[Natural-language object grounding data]
━━━
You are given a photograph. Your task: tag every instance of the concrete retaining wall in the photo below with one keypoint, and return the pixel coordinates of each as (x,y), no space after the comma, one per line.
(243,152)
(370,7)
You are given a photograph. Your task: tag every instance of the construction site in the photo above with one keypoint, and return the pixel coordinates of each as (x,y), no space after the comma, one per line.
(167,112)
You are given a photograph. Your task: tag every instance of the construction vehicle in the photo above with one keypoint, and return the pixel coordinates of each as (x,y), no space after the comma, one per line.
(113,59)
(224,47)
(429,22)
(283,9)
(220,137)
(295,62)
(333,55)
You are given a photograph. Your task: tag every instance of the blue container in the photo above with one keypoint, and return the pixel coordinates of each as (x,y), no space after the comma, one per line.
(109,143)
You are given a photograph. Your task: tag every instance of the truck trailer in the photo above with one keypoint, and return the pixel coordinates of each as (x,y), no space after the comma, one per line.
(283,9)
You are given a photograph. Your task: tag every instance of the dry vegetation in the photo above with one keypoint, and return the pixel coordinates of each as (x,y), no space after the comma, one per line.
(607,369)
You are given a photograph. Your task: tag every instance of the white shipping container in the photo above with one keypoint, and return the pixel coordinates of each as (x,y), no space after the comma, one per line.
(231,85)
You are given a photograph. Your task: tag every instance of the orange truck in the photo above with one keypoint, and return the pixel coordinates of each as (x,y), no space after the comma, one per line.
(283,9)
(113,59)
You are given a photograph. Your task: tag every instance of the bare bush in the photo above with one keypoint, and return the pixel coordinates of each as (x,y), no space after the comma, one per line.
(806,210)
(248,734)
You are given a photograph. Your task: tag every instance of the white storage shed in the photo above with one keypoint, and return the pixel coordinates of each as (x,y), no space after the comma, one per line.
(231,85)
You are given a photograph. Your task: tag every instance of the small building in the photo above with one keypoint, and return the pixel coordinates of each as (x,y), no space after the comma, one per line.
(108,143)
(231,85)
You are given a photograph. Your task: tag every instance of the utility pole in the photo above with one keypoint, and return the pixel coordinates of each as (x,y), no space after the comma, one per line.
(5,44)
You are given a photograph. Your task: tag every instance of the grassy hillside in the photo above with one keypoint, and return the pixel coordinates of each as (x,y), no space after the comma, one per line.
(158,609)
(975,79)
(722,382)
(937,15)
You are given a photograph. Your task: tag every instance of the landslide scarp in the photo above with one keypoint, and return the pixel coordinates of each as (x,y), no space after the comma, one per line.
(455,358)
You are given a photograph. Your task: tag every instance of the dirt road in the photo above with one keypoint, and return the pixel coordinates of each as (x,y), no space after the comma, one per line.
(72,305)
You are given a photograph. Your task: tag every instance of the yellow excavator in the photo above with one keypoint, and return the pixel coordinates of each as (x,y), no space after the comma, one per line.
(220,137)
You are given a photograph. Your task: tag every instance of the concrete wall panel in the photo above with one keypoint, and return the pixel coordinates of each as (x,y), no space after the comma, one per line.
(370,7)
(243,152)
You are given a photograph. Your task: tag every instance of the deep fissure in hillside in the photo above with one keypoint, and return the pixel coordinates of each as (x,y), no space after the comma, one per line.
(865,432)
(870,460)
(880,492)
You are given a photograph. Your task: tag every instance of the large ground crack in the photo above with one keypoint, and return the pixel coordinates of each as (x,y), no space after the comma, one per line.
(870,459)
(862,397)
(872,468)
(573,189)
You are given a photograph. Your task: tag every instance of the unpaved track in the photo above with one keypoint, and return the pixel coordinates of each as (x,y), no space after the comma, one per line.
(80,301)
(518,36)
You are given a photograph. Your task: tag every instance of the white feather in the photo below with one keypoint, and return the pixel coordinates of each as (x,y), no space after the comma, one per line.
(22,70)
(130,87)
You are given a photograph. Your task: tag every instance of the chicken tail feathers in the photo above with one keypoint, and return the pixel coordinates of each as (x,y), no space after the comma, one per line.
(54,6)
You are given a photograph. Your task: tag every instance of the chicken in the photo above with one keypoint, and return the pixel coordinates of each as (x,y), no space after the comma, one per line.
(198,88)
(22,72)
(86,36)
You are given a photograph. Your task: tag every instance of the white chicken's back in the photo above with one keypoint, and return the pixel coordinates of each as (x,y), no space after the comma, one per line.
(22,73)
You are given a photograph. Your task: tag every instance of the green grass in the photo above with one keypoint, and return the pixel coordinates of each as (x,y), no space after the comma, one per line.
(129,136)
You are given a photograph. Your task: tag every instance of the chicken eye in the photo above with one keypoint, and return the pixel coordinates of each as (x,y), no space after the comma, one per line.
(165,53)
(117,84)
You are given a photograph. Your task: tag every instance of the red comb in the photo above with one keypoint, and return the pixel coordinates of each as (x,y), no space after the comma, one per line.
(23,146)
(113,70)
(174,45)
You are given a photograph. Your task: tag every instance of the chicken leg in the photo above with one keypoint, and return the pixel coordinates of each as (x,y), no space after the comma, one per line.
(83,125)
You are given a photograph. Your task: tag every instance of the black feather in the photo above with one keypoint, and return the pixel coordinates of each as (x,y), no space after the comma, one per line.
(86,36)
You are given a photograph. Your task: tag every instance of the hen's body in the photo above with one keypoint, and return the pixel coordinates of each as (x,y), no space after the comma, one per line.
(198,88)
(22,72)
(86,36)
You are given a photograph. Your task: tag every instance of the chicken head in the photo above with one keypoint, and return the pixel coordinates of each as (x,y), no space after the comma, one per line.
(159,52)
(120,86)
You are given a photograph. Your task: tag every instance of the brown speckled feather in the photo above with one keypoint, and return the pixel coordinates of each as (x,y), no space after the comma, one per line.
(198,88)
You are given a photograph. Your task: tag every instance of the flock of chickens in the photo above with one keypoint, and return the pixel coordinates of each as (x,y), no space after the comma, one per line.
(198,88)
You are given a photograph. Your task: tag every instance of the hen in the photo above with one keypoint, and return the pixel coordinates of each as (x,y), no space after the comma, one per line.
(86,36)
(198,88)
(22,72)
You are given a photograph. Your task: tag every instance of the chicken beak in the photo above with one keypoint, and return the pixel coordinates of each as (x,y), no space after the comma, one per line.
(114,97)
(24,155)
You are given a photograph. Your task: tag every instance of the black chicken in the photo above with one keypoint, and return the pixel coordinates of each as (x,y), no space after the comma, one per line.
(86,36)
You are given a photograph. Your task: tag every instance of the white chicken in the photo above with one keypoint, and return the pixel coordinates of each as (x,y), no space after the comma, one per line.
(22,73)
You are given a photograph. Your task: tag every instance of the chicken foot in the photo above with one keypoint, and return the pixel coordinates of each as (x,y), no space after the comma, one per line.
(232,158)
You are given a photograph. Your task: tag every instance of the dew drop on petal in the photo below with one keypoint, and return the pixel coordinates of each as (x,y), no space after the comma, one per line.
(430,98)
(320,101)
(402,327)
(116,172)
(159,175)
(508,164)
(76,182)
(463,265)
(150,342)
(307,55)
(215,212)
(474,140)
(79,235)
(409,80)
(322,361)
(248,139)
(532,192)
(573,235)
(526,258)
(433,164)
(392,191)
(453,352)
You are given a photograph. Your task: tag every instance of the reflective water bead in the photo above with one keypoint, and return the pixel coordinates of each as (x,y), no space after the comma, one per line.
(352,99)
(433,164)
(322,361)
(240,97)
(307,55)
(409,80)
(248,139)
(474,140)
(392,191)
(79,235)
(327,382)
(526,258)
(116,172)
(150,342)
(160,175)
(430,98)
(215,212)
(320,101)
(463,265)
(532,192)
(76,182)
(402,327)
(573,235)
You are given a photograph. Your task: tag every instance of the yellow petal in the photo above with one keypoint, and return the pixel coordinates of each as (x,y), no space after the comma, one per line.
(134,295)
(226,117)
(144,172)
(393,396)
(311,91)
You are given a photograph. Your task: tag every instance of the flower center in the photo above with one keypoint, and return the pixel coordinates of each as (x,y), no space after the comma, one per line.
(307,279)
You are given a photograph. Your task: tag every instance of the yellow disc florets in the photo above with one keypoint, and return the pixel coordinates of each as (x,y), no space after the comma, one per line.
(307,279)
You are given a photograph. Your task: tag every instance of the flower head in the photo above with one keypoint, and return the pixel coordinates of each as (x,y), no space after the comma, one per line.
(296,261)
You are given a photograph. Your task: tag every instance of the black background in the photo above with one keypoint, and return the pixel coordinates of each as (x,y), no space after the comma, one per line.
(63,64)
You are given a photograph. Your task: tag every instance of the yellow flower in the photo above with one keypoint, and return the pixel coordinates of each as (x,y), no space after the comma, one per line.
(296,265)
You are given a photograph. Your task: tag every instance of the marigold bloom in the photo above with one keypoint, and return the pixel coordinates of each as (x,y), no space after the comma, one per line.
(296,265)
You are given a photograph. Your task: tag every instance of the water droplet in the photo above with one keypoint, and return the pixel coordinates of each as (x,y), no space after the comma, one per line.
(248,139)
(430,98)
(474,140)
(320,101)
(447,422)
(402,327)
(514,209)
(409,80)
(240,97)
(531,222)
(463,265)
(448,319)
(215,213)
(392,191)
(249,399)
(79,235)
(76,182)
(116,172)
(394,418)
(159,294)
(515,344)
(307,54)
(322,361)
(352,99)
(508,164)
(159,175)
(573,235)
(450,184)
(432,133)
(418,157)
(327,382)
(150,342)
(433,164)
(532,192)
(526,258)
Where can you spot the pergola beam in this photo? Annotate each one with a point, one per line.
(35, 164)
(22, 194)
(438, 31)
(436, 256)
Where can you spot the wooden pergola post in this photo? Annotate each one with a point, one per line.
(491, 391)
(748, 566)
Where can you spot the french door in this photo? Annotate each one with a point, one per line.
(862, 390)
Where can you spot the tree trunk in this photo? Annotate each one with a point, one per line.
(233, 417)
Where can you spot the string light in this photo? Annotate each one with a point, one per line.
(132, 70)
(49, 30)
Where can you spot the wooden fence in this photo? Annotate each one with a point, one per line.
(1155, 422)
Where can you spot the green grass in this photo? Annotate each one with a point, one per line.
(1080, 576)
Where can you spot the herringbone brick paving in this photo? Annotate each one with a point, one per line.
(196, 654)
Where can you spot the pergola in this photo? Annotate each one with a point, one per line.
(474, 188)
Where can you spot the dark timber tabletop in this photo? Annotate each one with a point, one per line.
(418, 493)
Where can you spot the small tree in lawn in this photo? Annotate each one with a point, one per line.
━━━
## What needs to be done:
From the line with "Where can you spot the pergola in" to the final line of the data above, please reproduce every line exactly and add nothing.

## Answer box:
Where can you spot the pergola in this photo? Annotate each one with a point, one per line.
(474, 188)
Where can you spot the dark timber tabletop in this photo? Annotate each one with a point, one per line.
(418, 493)
Where can you spot the small tree in lawn in this photo? Annotate each one with a point, one per line.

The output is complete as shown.